» Text excerpt:

"Why,
that isn't the way to do at all--in New York. It is easy to see you are
a stranger, and don't read the papers. The correct thing nowadays is for
the guest to criticise his entertainers. Mayor So-and-So always does it.
And only last year--it was at an Irish banquet, too--the speaker of the
evening, a Down-Easter like yourself, just spilled boiling vitriol over
the whole company, and rubbed it in."
I told him I didn't believe that story, and asked him to tell me the
gentleman's name. And he only answered me, evasively: "I didn't say he
was a gentleman."
I trust I know better than to say anything uncomplimentary about the
Press of New York, which compiles, or constructs, news for the whole
Continent, not only before our slower communities have heard of the
things chronicled, but often, with commendable enterprise, before they
have happened.

» Material:
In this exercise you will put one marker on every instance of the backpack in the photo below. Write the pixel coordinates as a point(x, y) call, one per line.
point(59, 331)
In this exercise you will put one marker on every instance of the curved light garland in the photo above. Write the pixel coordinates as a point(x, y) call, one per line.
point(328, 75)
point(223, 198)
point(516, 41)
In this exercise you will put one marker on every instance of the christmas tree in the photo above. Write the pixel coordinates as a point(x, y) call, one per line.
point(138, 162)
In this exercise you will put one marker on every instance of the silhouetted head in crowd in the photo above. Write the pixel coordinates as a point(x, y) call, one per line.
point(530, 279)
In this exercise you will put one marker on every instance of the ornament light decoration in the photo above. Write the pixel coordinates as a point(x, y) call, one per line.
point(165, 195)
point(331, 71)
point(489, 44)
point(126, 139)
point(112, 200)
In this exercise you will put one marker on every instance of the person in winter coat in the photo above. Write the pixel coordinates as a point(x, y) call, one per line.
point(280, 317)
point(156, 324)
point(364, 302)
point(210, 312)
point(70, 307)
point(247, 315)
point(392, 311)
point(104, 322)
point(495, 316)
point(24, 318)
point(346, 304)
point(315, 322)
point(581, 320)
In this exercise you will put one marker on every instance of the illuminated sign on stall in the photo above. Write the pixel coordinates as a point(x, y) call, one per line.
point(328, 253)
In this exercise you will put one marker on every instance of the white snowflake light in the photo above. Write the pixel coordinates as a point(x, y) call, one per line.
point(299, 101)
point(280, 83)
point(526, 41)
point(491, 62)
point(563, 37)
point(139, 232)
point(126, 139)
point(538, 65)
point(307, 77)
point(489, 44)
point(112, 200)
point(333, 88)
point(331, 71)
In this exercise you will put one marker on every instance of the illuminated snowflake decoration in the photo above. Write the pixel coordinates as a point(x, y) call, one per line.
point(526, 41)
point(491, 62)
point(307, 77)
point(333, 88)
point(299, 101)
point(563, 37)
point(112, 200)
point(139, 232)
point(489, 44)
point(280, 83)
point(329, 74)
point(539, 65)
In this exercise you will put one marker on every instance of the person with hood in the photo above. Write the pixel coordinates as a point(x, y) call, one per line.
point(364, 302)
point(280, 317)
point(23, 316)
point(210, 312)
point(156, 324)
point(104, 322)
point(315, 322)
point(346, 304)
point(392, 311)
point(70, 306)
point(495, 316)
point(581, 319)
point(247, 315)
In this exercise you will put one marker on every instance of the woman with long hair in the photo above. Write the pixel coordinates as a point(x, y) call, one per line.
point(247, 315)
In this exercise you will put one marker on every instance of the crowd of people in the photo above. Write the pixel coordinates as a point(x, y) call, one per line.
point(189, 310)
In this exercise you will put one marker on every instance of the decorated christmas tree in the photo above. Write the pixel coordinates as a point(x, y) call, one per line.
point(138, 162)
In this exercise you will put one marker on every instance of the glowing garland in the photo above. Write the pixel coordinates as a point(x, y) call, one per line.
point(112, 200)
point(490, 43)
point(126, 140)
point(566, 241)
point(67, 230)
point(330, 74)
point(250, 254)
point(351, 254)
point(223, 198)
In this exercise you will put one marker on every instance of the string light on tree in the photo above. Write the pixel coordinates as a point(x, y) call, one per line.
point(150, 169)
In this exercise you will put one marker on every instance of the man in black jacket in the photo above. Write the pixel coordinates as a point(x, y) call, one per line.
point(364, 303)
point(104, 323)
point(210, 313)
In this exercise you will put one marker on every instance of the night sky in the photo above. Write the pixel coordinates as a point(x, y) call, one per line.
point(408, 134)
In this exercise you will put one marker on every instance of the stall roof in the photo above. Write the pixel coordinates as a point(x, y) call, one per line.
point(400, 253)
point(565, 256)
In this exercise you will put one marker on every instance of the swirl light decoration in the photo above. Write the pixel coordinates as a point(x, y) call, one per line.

» Problems to solve:
[1] In the New York passage, at what kind of banquet did the speaker of the evening spill boiling vitriol over the whole company?
[2] What does the first-person voice of the New York passage report doing or believing? List every such action or belief.
[3] Continue the New York passage from its final sentence.

» Responses to the exercise:
[1] An Irish banquet.

[2]
- Telling the other man that the story wasn't believable
- Asking him to tell the gentleman's name
- Trusting that it's better not to say anything uncomplimentary about the Press of New York

[3]
I admire the Press of New York. There are a great many Boston men on it,
and I have no mission to reform it. In New York, when you have a surplus
of journalistic talent, you export it to London, where it is out of
place--some of it. The feverish race for priority, which kills off so
many American journalists, sometimes, it would seem, almost before their
time (but that is a matter of opinion), is unknown in London. A man who
reads the "London Times," regularly and conscientiously, is guaranteed
forever against insomnia. London "Punch" is a paper which the severest
ascetic may read, all through Lent, without danger to his sobriety of
soul.
London gets even with you, too. You send her an Astor, and she
retaliates with a Stead. We ought to deal gently with Mr. Stead; for he
says that we are all children of the one "Anglo-Saxon" family--without
regard to race, color, or previous condition of servitude. He avers that
England looks upon America as a brother, and that may be so. It is not
easy, at this distance of time, to know just how Romulus looked upon
Remus, how Esau looked upon Jacob, how Cain looked upon Abel--but I have
no doubt that it was in about the same light that England looks upon
America--fraternally! But she ought not to afflict us with Mr. Stead. We
have enough to bear without him.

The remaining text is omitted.